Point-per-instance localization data
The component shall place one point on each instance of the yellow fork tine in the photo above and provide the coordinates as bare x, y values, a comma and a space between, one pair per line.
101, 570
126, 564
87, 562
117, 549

> **WHAT IS EXPECTED**: Write out every record verbatim.

> **ANSWER BELOW**:
The component shall place one point on each instance of the yellow fork tine in the photo above and provide the coordinates as bare x, y values, a comma and a space between, one pair per line.
101, 570
126, 564
87, 562
117, 549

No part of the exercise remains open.